---------- Extrait du document

[Entretien] Les crimes de guerre font partie de tout conflit armé (J. Grignon)
(B2) Chercheuse en droit des conflits armés à l’Institut de recherches stratégiques de l’École militaire de Paris, professeure agrégée à la Faculté de droit de l’Université Laval (Canada), Julia Grignon nous décode le droit de la guerre au regard de la guerre en Ukraine.
Existe-t-il une définition d’un crime de guerre en quelques mots ?
— Un crime de guerre peut se définir en une phrase ou en trois heures. En bref, c’est une violation grave des conventions de Genève de 1949 et des protocoles additionnels de 1977, ou plus largement du droit international humanitaire (DIH). Ce sont des règles que ce sont imposés les États. En tout, plus de 500 règles s’appliquent. Toute violation ne constitue pas un crime de guerre. Cette qualification s'applique aux violations les plus graves.
Comment estime-t-on que le crime est si grave ? En fonction du contexte ? Est-ce soumis à interprétation ou est-ce très clair ?
— Depuis 1998, on a une liste écrite, de plusieurs pages, de tout ce que sont les crimes de guerre. Cette liste est dans les statuts de Rome de la Cour pénale internationale (CPI), créée par les États avec compétence notamment sur les crimes contre l’humanité, génocide et crimes de guerre. On a donc une photographie de ce que les États du monde pensent que sont les crimes de guerre.
Cette cour, peut-elle être saisie pour n’importe quelle situation dans n’importe quel pays ? Ou doit elle être saisie par des États signataires obligatoirement ?
— Pour qu’elle ait compétence, les États doivent être parties à son statut ou que les faits se déroulent sur le territoire d’un État partie au statut. C’est le principe. Il y a des exceptions, comme toujours en droit, et parmi ces exceptions, celle du Conseil de sécurité des Nations Unies de déférer la situation à la Cour par exemple.
Mais là, ni l'Ukraine ni la Russie ne sont partie à la CPI ?
— Donc la Cour n’est effectivement pas compétente. Mais l’Ukraine avait reconnu la compétence de la Cour depuis déjà 2014 en raison des événements sur son territoire. C’est une des exceptions. L’Ukraine avait autorisé la CPI à enquêter sur les crimes commis sur son territoire.
Donc cela implique aussi la Russie ?
— Oui car cela se déroule sur le territoire de l’Ukraine, qui a reconnu compétence à la Cour.
Prenons des cas factuels, liés à cette guerre en Ukraine. Le bombardement de la maternité de Mariupol, tel qu’il a été décrit, est un crime de guerre ?

--------------------
---------- Matériel fourni

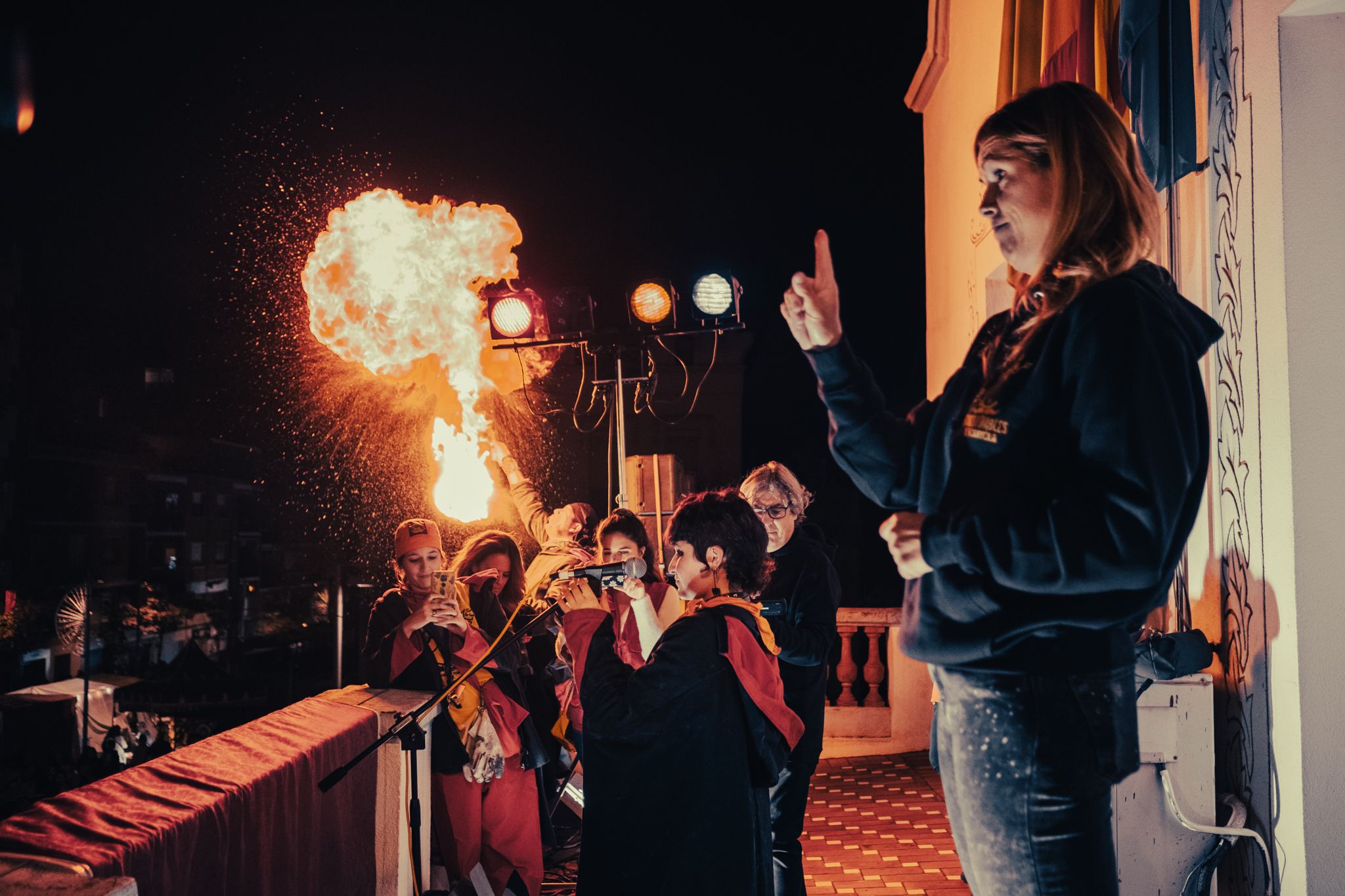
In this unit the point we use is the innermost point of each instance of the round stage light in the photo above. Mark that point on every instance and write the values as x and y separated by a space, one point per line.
712 295
650 303
512 317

--------------------

### Consignes
(1) Résumez en deux phrases l'entretien sur les crimes de guerre.
(2) D'après l'entretien sur les crimes de guerre, depuis quelle année l'Ukraine reconnaît-elle la compétence de la Cour pénale internationale ?
(3) Prolongez l'entretien sur les crimes de guerre en enchaînant sur la dernière question posée.

### Réponses
(1) Julia Grignon, chercheuse en droit des conflits armés, définit le crime de guerre comme une violation grave des conventions de Genève de 1949, des protocoles additionnels de 1977 ou plus largement du droit international humanitaire, dont la liste figure depuis 1998 dans le statut de Rome de la Cour pénale internationale. Elle explique que la Cour est en principe compétente pour les États parties ou pour les faits commis sur leur territoire, et que l'Ukraine, qui n'est pas partie, a reconnu sa compétence dès 2014, ce qui concerne aussi la Russie pour les faits commis sur le sol ukrainien.

(2) Depuis 2014.

(3)
— Les biens de caractères civils ne doivent pas faire l’objet d’attaques, en droit international humanitaire, seuls les biens à objectifs militaires peuvent faire l’objet d’attaques. Une maternité n’est pas un objectif militaire. Mais, un bien à caractère civil peut devenir un objectif militaire si, en raison de son utilisation par des forces armées, il perd sa protection de bien de caractère civil. Je ne sais pas quelles étaient les activités à l’intérieur de la maternité au moment où l’attaque a été menée, mais s’il s’agissait d’une maternité qui n’abritait que des femmes enceintes et des nouveaux nés, c’est caractéristique d’un bien civil. Attaquer un bien civil délibérément, c’est une violation du DIH et c’est si grave que c’est effectivement un crime de guerre. Mais ce crime de guerre, il va falloir en apporter la preuve. Ramener des éléments dans la procédure pénale qui vont démontrer qu’on a délibérément visé un bien civil.
Qui peut et doit apporter la preuve ?
— Si on pense à la saisine de la CPI, le bureau du procureur dispose de moyens d’enquête. Il va pouvoir déployer ses équipes sur le terrain pour qu’elles y mènent des investigations comme pour tout crime, et collecter des preuves, pour démontrer que c’était un bien civil au moment de l’attaque et identifier qui en sont les responsables. Quand on va sur place, on rencontre des gens qui étaient là, on constate des dégâts, on peut ramasser des éléments balistiques, etc.
Qu'en est-il des bombardements avec un objectif militaire, mais qui touchent des civils ? Quand parle t-on de bombardement indiscriminé ?
— Tout dépend de la règle relative à la proportionnalité dans la conduite des hostilités. Quand le bombardement vise non seulement des biens de caractères militaires, mais causent des dommages excessifs aux biens ou à la population civile, c’est ce que l’on appelle des bombardements indiscriminés.
Au moment où un pilote ou commandant décide de larguer une bombe sur une caserne, c’est licite, mais il doit vérifier qu’il ne va pas causer de dommages excessifs aux bâtiments à côtés ou à la population civile. S'il y a une maternité à côté, il va falloir prendre des précautions pour utiliser une bombe aussi précise que possible et qu'elle ne cause pas d'effets si étendus que la maternité soit touchée.
Les crimes de guerre sont-ils commis de part et d’autre aujourd'hui en Ukraine ?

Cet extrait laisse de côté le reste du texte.